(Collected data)
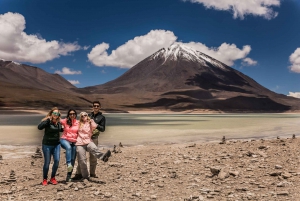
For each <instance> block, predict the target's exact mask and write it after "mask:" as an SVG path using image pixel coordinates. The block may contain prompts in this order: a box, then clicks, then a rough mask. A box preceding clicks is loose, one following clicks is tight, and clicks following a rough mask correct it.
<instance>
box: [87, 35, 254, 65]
mask: <svg viewBox="0 0 300 201" xmlns="http://www.w3.org/2000/svg"><path fill="white" fill-rule="evenodd" d="M176 40H177V36H175V34H174V33H173V32H172V31H166V30H151V31H150V32H149V33H147V34H146V35H143V36H137V37H135V38H134V39H132V40H129V41H127V42H126V43H125V44H123V45H121V46H119V47H118V48H116V49H115V50H112V52H111V54H109V53H108V52H107V50H108V49H109V44H107V43H104V42H103V43H101V44H98V45H96V46H95V47H94V48H92V50H91V52H90V53H89V54H88V59H89V61H90V62H92V63H93V64H94V65H96V66H99V67H102V66H112V67H119V68H131V67H133V66H134V65H135V64H137V63H138V62H140V61H142V60H143V59H145V58H146V57H148V56H150V55H151V54H153V53H154V52H156V51H158V50H159V49H161V48H163V47H165V48H167V47H169V46H170V45H171V44H173V43H174V42H176ZM178 43H181V42H178ZM181 44H184V45H187V46H189V47H191V48H194V49H196V50H198V51H200V52H203V53H204V54H207V55H209V56H211V57H213V58H215V59H217V60H219V61H221V62H223V63H225V64H227V65H229V66H232V65H233V64H234V61H236V60H239V59H244V60H243V62H245V64H247V65H256V63H257V62H256V61H254V60H252V59H251V58H248V57H247V55H248V54H249V53H250V51H251V47H250V46H249V45H245V46H243V48H242V49H239V48H238V47H237V46H236V45H235V44H228V43H222V44H221V45H220V46H219V47H217V48H215V47H207V46H206V45H205V44H202V43H199V42H189V43H181ZM246 57H247V58H246Z"/></svg>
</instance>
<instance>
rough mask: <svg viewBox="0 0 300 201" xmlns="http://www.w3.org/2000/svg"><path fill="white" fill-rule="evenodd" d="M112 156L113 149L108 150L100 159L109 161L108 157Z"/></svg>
mask: <svg viewBox="0 0 300 201" xmlns="http://www.w3.org/2000/svg"><path fill="white" fill-rule="evenodd" d="M110 156H111V151H110V150H108V151H107V152H106V153H105V154H104V155H103V156H102V157H101V158H100V159H101V160H103V161H104V162H107V161H108V158H109V157H110Z"/></svg>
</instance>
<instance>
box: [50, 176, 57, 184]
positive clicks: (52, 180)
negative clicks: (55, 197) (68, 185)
mask: <svg viewBox="0 0 300 201" xmlns="http://www.w3.org/2000/svg"><path fill="white" fill-rule="evenodd" d="M49 182H50V184H53V185H56V184H57V183H58V182H57V181H56V179H55V177H53V178H51V179H50V181H49Z"/></svg>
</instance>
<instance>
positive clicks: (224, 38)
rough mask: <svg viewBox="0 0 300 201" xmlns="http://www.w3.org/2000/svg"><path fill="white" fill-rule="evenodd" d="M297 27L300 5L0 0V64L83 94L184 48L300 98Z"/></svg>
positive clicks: (106, 1)
mask: <svg viewBox="0 0 300 201" xmlns="http://www.w3.org/2000/svg"><path fill="white" fill-rule="evenodd" d="M299 25H300V1H299V0H252V1H249V0H240V1H236V0H215V1H211V0H152V1H146V0H126V1H124V0H111V1H103V0H90V1H81V0H43V1H41V0H26V1H25V0H0V44H1V45H0V58H2V59H4V60H13V61H16V62H19V63H25V64H29V65H33V66H37V67H40V68H42V69H44V70H45V71H47V72H50V73H59V74H61V75H62V76H63V77H64V78H66V79H67V80H69V81H70V82H71V83H73V84H74V85H75V86H77V87H79V88H81V87H86V86H92V85H98V84H103V83H105V82H108V81H110V80H113V79H115V78H117V77H119V76H120V75H122V74H123V73H124V72H126V71H127V70H128V69H130V68H131V67H132V66H134V65H135V64H136V63H138V62H139V61H141V60H143V59H144V58H146V57H148V56H150V55H151V54H152V53H154V52H156V51H157V50H159V49H160V48H162V47H168V46H170V45H171V44H172V43H174V42H179V43H184V44H185V45H188V46H191V47H193V48H195V49H197V50H199V51H201V52H203V53H206V54H208V55H210V56H212V57H214V58H216V59H218V60H220V61H222V62H224V63H226V64H227V65H229V66H231V67H233V68H235V69H237V70H239V71H241V72H242V73H244V74H246V75H248V76H250V77H251V78H253V79H254V80H256V81H257V82H258V83H260V84H261V85H263V86H265V87H266V88H268V89H270V90H272V91H275V92H277V93H282V94H286V95H293V96H298V97H299V98H300V82H299V81H300V26H299ZM298 48H299V49H298Z"/></svg>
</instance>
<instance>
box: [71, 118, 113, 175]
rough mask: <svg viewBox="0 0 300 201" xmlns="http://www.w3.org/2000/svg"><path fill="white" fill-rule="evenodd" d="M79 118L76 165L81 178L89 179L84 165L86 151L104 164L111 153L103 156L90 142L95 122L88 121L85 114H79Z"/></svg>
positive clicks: (88, 120)
mask: <svg viewBox="0 0 300 201" xmlns="http://www.w3.org/2000/svg"><path fill="white" fill-rule="evenodd" d="M79 116H80V125H79V130H78V138H77V142H76V146H77V154H78V163H79V164H78V165H79V167H80V170H81V174H82V178H83V179H89V172H88V168H87V164H86V151H88V152H89V153H90V154H93V155H94V156H95V157H97V158H98V159H100V160H103V161H104V162H107V161H108V158H109V157H110V155H111V152H110V150H108V151H107V152H106V153H105V154H103V153H102V152H100V150H99V148H98V147H97V146H96V145H95V144H94V142H93V141H92V140H91V136H92V134H93V130H94V129H95V128H96V127H97V124H96V123H95V121H94V120H93V119H90V117H89V116H88V114H87V113H86V112H81V113H80V115H79Z"/></svg>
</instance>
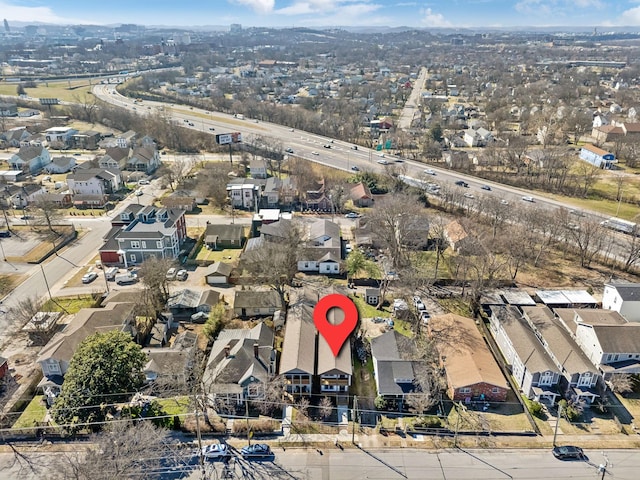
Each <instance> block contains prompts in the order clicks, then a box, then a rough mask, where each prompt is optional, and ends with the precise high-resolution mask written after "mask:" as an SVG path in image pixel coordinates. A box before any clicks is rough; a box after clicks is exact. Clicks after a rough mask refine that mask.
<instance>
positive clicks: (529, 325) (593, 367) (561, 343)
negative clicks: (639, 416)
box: [522, 306, 602, 403]
mask: <svg viewBox="0 0 640 480" xmlns="http://www.w3.org/2000/svg"><path fill="white" fill-rule="evenodd" d="M522 312H523V318H524V319H525V320H526V322H527V323H528V324H529V326H530V327H531V328H532V329H533V331H534V333H535V335H536V337H538V339H539V340H540V342H541V343H542V345H543V346H544V348H545V350H546V352H547V353H548V354H549V356H550V357H551V359H552V360H553V363H554V364H555V366H556V368H557V369H558V370H559V372H560V373H561V374H562V377H561V378H560V382H559V386H560V390H561V392H566V395H567V396H569V397H571V398H574V399H576V400H577V401H586V402H587V403H592V402H593V401H594V400H595V399H596V397H599V396H600V395H599V394H598V392H597V391H596V389H597V387H598V383H599V382H600V381H601V380H602V377H601V376H600V374H599V372H598V370H597V368H596V367H595V366H594V365H593V363H591V361H590V360H589V358H588V357H587V356H586V355H585V354H584V352H583V351H582V349H581V348H580V346H579V345H578V344H577V343H576V342H575V340H574V339H573V338H572V337H571V335H570V333H569V332H568V331H567V329H566V327H565V326H564V325H563V324H562V322H561V321H560V320H559V319H557V318H556V317H555V315H554V314H553V312H552V311H551V309H550V308H549V307H546V306H545V307H539V306H536V307H527V306H525V307H522Z"/></svg>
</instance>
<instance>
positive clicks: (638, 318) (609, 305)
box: [602, 283, 640, 322]
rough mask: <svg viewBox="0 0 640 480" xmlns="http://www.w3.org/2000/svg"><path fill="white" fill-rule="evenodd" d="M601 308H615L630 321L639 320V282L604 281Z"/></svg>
mask: <svg viewBox="0 0 640 480" xmlns="http://www.w3.org/2000/svg"><path fill="white" fill-rule="evenodd" d="M602 308H605V309H607V310H615V311H616V312H618V313H619V314H620V315H622V316H623V317H624V318H626V319H627V320H628V321H630V322H640V283H606V284H605V286H604V292H603V294H602Z"/></svg>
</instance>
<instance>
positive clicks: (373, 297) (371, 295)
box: [364, 288, 380, 306]
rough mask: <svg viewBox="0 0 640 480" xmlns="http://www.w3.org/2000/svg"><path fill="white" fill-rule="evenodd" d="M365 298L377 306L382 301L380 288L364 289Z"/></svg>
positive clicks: (374, 304)
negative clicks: (380, 294)
mask: <svg viewBox="0 0 640 480" xmlns="http://www.w3.org/2000/svg"><path fill="white" fill-rule="evenodd" d="M364 300H365V302H367V303H368V304H369V305H375V306H377V305H378V303H380V289H379V288H367V289H365V291H364Z"/></svg>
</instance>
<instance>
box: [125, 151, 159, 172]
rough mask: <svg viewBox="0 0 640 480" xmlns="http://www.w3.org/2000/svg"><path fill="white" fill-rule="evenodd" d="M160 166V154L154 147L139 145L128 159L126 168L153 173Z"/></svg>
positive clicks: (126, 165) (154, 171) (136, 171)
mask: <svg viewBox="0 0 640 480" xmlns="http://www.w3.org/2000/svg"><path fill="white" fill-rule="evenodd" d="M159 166H160V155H159V154H158V151H157V150H156V149H155V148H153V147H138V148H136V149H135V150H134V151H133V153H132V154H131V157H129V159H127V165H126V170H129V171H132V172H144V173H146V174H151V173H153V172H155V171H156V169H157V168H158V167H159Z"/></svg>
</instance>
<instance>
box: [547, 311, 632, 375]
mask: <svg viewBox="0 0 640 480" xmlns="http://www.w3.org/2000/svg"><path fill="white" fill-rule="evenodd" d="M554 313H555V314H556V315H557V316H558V318H560V320H561V321H562V323H563V324H564V326H565V327H566V328H567V329H568V330H569V332H570V333H571V335H572V337H573V339H574V340H575V341H576V343H577V344H578V345H579V346H580V348H581V349H582V351H583V352H584V353H585V355H586V356H587V358H589V360H591V363H593V365H594V366H596V367H597V368H598V370H599V373H600V375H602V377H603V378H604V379H605V380H609V379H610V378H611V375H613V374H618V373H628V374H638V373H640V323H632V322H628V321H627V320H625V318H624V317H623V316H622V315H620V314H619V313H618V312H616V311H615V310H602V309H595V308H566V309H560V308H559V309H556V310H555V311H554Z"/></svg>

--- Exercise goal ---
Could you return exactly the lines above from the line with "box: [602, 283, 640, 322]" to the line with "positive clicks: (374, 304)", both included, and nothing else?

--- Task answer ---
box: [602, 283, 640, 322]
rough mask: <svg viewBox="0 0 640 480" xmlns="http://www.w3.org/2000/svg"><path fill="white" fill-rule="evenodd" d="M601 308H615L630 321L639 320V282L604 281Z"/></svg>
mask: <svg viewBox="0 0 640 480" xmlns="http://www.w3.org/2000/svg"><path fill="white" fill-rule="evenodd" d="M602 308H605V309H607V310H615V311H616V312H618V313H619V314H620V315H622V316H623V317H624V318H626V319H627V320H628V321H630V322H640V283H606V284H605V286H604V292H603V294H602Z"/></svg>
</instance>
<instance>
positive clicks: (373, 297) (371, 295)
box: [364, 288, 380, 306]
rough mask: <svg viewBox="0 0 640 480" xmlns="http://www.w3.org/2000/svg"><path fill="white" fill-rule="evenodd" d="M365 298L377 306L382 301L380 288L364 289Z"/></svg>
positive clicks: (374, 304)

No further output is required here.